- [INSTRUCTIONS FOR THE TASK] Format every line below as a JSON list of strings, one string per line, and skip any blank lines. Omit the pictures from your list.

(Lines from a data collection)
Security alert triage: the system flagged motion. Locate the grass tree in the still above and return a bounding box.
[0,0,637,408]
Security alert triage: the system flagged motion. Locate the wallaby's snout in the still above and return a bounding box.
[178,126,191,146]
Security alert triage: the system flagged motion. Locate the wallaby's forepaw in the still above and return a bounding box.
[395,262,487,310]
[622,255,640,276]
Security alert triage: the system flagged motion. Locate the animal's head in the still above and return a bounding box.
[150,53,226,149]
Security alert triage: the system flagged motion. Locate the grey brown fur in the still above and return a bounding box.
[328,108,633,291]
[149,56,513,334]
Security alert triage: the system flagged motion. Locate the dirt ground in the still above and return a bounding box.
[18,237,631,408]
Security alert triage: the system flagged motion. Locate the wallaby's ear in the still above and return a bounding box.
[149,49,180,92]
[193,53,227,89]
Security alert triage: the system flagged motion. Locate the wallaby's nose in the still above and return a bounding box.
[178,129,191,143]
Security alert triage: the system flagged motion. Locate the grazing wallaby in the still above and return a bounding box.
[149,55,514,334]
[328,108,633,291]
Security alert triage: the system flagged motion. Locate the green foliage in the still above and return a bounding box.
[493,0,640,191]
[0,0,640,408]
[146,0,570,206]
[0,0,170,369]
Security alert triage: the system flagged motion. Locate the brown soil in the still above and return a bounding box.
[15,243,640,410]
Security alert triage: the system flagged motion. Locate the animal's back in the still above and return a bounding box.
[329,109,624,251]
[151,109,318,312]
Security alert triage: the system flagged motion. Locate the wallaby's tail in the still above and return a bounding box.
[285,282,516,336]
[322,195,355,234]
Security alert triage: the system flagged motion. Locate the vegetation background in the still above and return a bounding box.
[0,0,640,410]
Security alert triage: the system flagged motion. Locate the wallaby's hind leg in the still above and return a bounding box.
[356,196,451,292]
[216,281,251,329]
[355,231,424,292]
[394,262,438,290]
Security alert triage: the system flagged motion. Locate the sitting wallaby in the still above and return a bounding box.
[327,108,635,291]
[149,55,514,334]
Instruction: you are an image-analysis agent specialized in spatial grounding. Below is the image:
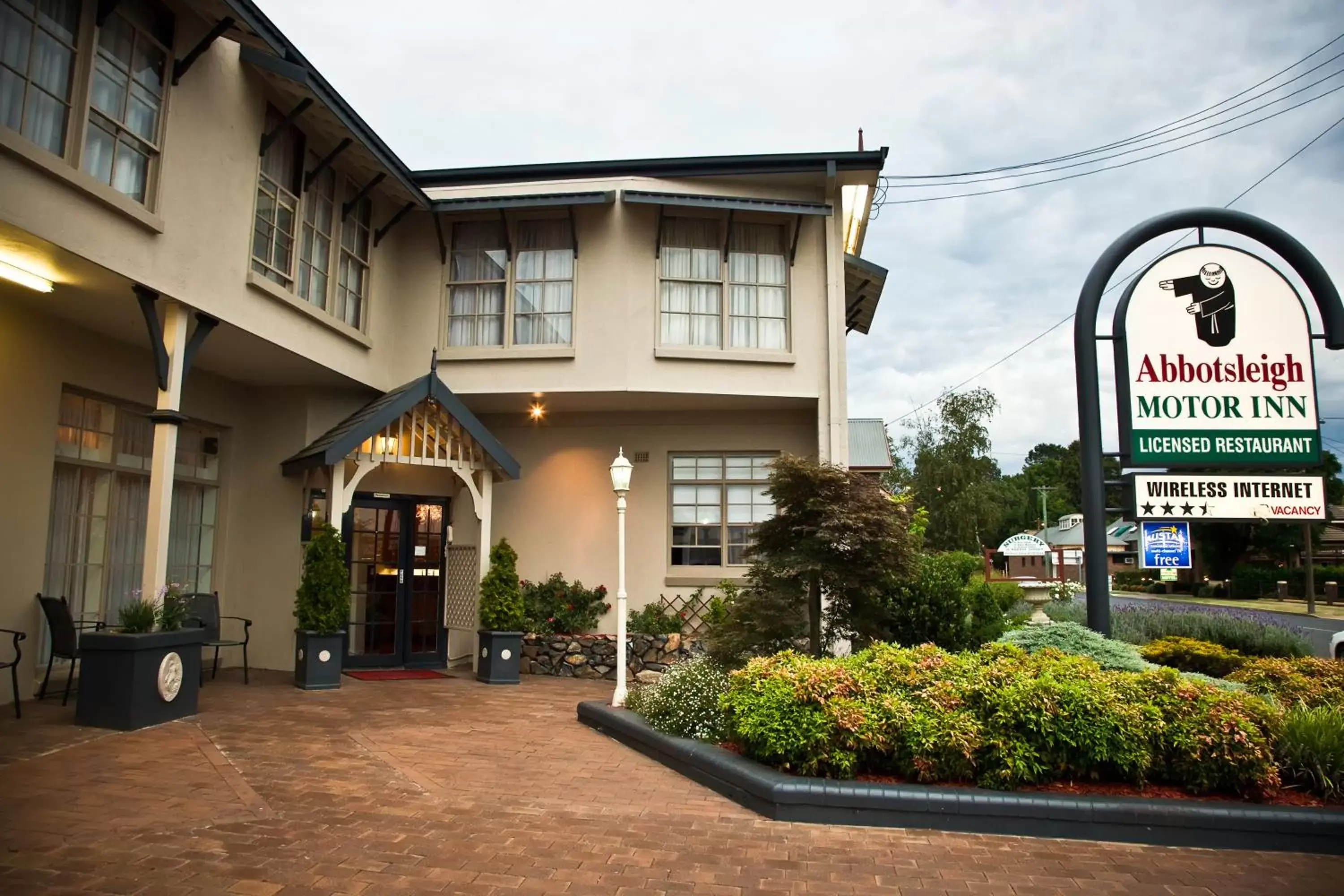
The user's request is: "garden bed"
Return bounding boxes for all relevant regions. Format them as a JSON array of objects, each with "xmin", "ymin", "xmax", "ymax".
[{"xmin": 578, "ymin": 701, "xmax": 1344, "ymax": 854}]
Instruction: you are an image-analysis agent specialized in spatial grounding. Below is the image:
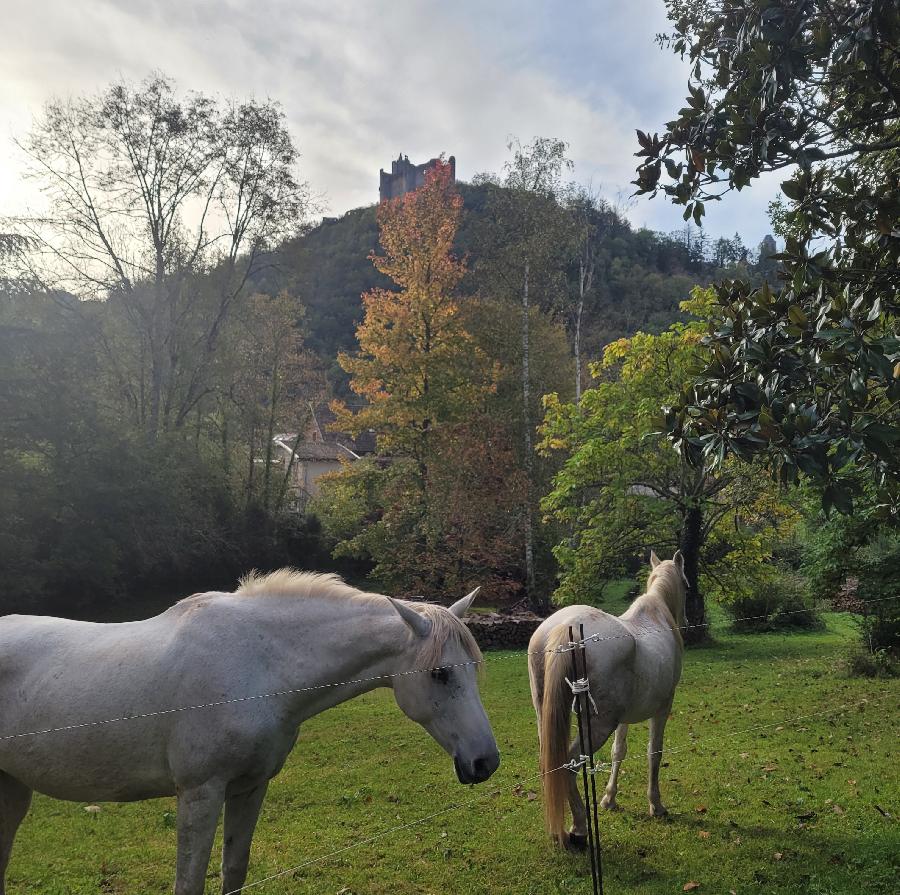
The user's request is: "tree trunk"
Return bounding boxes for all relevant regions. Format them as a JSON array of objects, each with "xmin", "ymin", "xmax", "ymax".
[
  {"xmin": 679, "ymin": 506, "xmax": 709, "ymax": 644},
  {"xmin": 522, "ymin": 258, "xmax": 546, "ymax": 612},
  {"xmin": 575, "ymin": 261, "xmax": 585, "ymax": 404}
]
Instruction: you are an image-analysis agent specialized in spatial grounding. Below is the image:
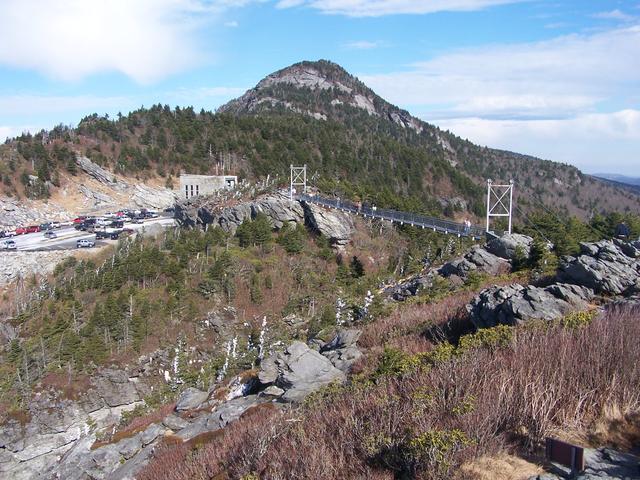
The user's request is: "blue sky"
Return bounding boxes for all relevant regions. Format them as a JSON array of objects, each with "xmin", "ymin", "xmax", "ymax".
[{"xmin": 0, "ymin": 0, "xmax": 640, "ymax": 176}]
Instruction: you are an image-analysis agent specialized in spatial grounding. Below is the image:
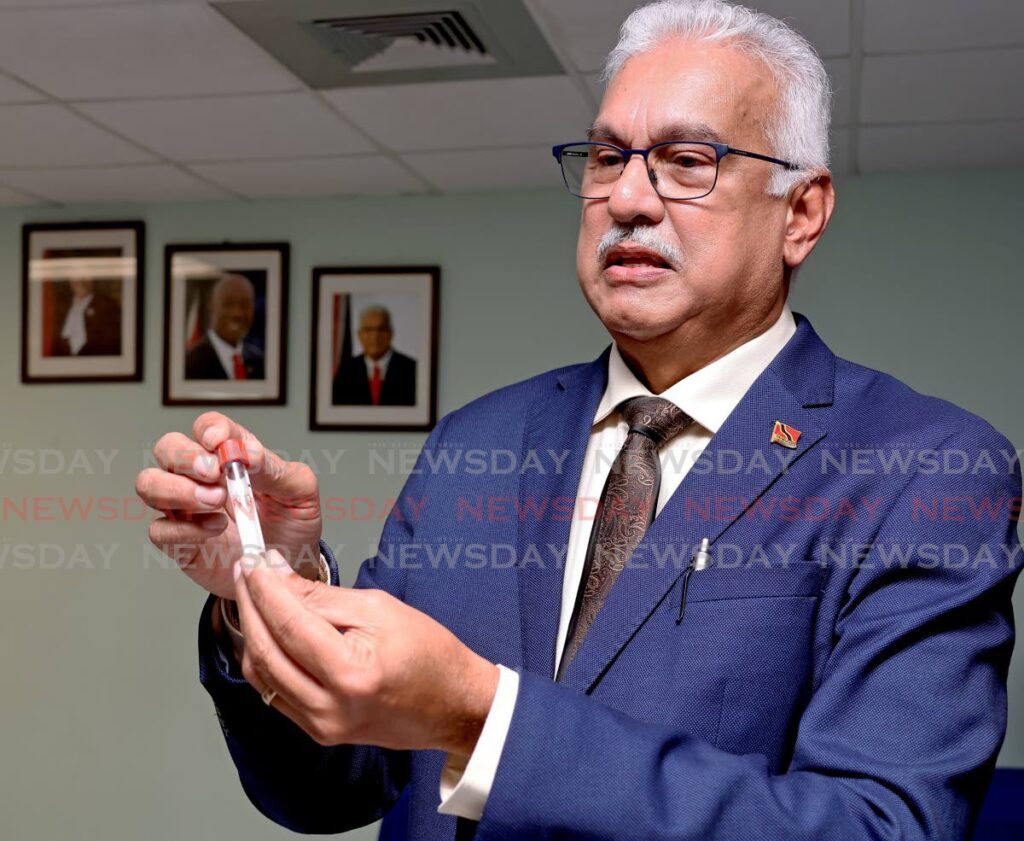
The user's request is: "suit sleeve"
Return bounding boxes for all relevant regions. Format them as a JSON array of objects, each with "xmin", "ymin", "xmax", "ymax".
[
  {"xmin": 199, "ymin": 411, "xmax": 444, "ymax": 834},
  {"xmin": 475, "ymin": 426, "xmax": 1022, "ymax": 841}
]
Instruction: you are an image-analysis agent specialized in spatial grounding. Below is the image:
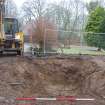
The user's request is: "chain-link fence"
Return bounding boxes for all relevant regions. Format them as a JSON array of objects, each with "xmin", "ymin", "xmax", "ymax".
[{"xmin": 44, "ymin": 29, "xmax": 105, "ymax": 55}]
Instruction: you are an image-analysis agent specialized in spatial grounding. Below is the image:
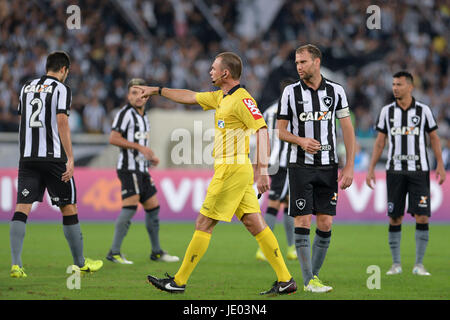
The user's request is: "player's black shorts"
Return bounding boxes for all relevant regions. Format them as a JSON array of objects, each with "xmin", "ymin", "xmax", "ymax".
[
  {"xmin": 269, "ymin": 167, "xmax": 289, "ymax": 201},
  {"xmin": 386, "ymin": 171, "xmax": 431, "ymax": 218},
  {"xmin": 17, "ymin": 161, "xmax": 77, "ymax": 207},
  {"xmin": 288, "ymin": 166, "xmax": 338, "ymax": 217},
  {"xmin": 117, "ymin": 171, "xmax": 156, "ymax": 203}
]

- [PROBLEM SOLUTION]
[
  "Security alert triage: the system flagged motion. Locate the grass tree in the still above and return a bounding box.",
  "[0,0,637,408]",
  "Security alert triage: the system flagged motion. Locate the wallaby's snout in the still above and return a bounding box.",
  "[178,126,191,146]",
  "Security alert triage: the system flagged motion. Locate the wallaby's forepaw in the still above and return a bounding box.",
  "[395,262,487,310]",
  "[622,255,640,276]",
  "Security alert triage: the system flagged motion. Locate the animal's head in the still above and return a bounding box.",
  "[150,53,226,149]",
  "Security alert triage: the system flagged motion. Locate the grey brown fur in the still above and return a bounding box.",
  "[328,108,633,291]",
  "[149,56,513,334]",
  "Security alert triage: the system flagged motion. Locate the dirt ground in the still above and return a bounding box.",
  "[18,237,631,408]",
  "Security alert triage: the system flagged motion. Locate the wallaby's ear in the still above and return a bounding box.",
  "[149,49,180,92]",
  "[193,53,227,89]",
  "Security alert triage: the system flagged motion. Locate the wallaby's nose in the still above and return a bounding box.",
  "[178,129,191,143]",
  "Security alert triage: the system flagged motion. Locate the grazing wallaby in the still above and return a bounding box.",
  "[149,55,514,334]",
  "[328,108,633,291]",
  "Security alert triage: the system flagged motion. Locate the green foliage in the still above and return a bounding box.",
  "[493,0,640,191]",
  "[0,0,640,408]",
  "[146,0,570,206]",
  "[0,0,170,369]",
  "Security alert triage: the system flagged motion. Locate the brown soil in the still above and return a bounding box.",
  "[15,243,640,410]",
  "Security alert triage: the system flagged motion. Locate the animal's back in the still above and return a bounding box.",
  "[329,109,624,251]",
  "[151,109,318,312]",
  "Security alert triage: the system flagged motion. Locate the wallaby's tail in the still above and return a bounding box.",
  "[285,282,516,336]",
  "[322,195,355,234]",
  "Security alert triage: the system flagged motion. Locate the vegetation background in the still above and return a bounding box.",
  "[0,0,640,410]",
  "Security alert triage: the system flagged motion. Locate the wallaby's hind leg in the still above and return a bounding box.",
  "[356,196,451,292]",
  "[216,281,251,329]",
  "[355,231,424,292]",
  "[394,262,438,290]",
  "Security alert triage: the system flagged motion. Locate the sitting wallaby in the still above and return a bounding box.",
  "[327,108,635,291]",
  "[149,55,514,334]",
  "Instruction: you are an image-analysis agent specialized in spatial grounding. Below is the image:",
  "The user's request is: \"garden bed\"",
  "Return bounding boxes for all relevant regions. Format them as a JSON array of objects, each with \"xmin\", \"ymin\", \"xmax\", \"ymax\".",
  "[{\"xmin\": 578, \"ymin\": 701, \"xmax\": 1344, \"ymax\": 854}]",
  "Instruction: you are an image-analysis agent specialized in spatial grounding. Below is the image:",
  "The user's request is: \"tree trunk\"",
  "Return bounding boxes for all relevant regions. Format them as a JSON array of objects, each with \"xmin\", \"ymin\", \"xmax\", \"ymax\".",
  "[",
  "  {\"xmin\": 679, \"ymin\": 506, \"xmax\": 709, \"ymax\": 644},",
  "  {\"xmin\": 522, \"ymin\": 258, \"xmax\": 546, \"ymax\": 612},",
  "  {\"xmin\": 575, \"ymin\": 261, \"xmax\": 585, \"ymax\": 404}",
  "]",
  "Instruction: you are an image-analysis agent specialized in spatial grounding. Below is the image:",
  "The user's request is: \"blue sky\"",
  "Return bounding boxes for all relevant regions. Format them as a JSON array of objects, each with \"xmin\", \"ymin\", \"xmax\", \"ymax\".",
  "[{\"xmin\": 0, \"ymin\": 0, \"xmax\": 640, \"ymax\": 176}]",
  "Instruction: you are an image-analysis agent specialized in spatial grounding. Below is the image:",
  "The user's request is: \"suit sleeve\"",
  "Return bounding boxes for all relevant regions. Format them as a JSON array of objects, each with \"xmin\", \"ymin\", \"xmax\", \"ymax\".",
  "[",
  "  {\"xmin\": 199, \"ymin\": 411, \"xmax\": 444, \"ymax\": 834},",
  "  {\"xmin\": 475, \"ymin\": 426, \"xmax\": 1022, \"ymax\": 841}",
  "]",
  "Instruction: you are an image-analysis agent specialized in spatial grounding. Below is the image:",
  "The user's request is: \"chain-link fence\"",
  "Return bounding boxes for all relevant regions. Format them as a JSON array of objects, each with \"xmin\", \"ymin\", \"xmax\", \"ymax\".",
  "[{\"xmin\": 44, \"ymin\": 29, \"xmax\": 105, \"ymax\": 55}]",
  "Instruction: you are an image-analysis agent specialized in spatial grounding. Below is the image:",
  "The user's request is: \"player's black shorts\"",
  "Return bounding boxes for all relevant regions. Format them as a JSON array of objects, each with \"xmin\", \"ymin\", \"xmax\", \"ymax\".",
  "[",
  "  {\"xmin\": 269, \"ymin\": 167, \"xmax\": 289, \"ymax\": 201},",
  "  {\"xmin\": 386, \"ymin\": 171, \"xmax\": 431, \"ymax\": 218},",
  "  {\"xmin\": 17, \"ymin\": 161, \"xmax\": 77, \"ymax\": 207},",
  "  {\"xmin\": 288, \"ymin\": 166, \"xmax\": 338, \"ymax\": 217},",
  "  {\"xmin\": 117, \"ymin\": 171, \"xmax\": 156, \"ymax\": 203}",
  "]"
]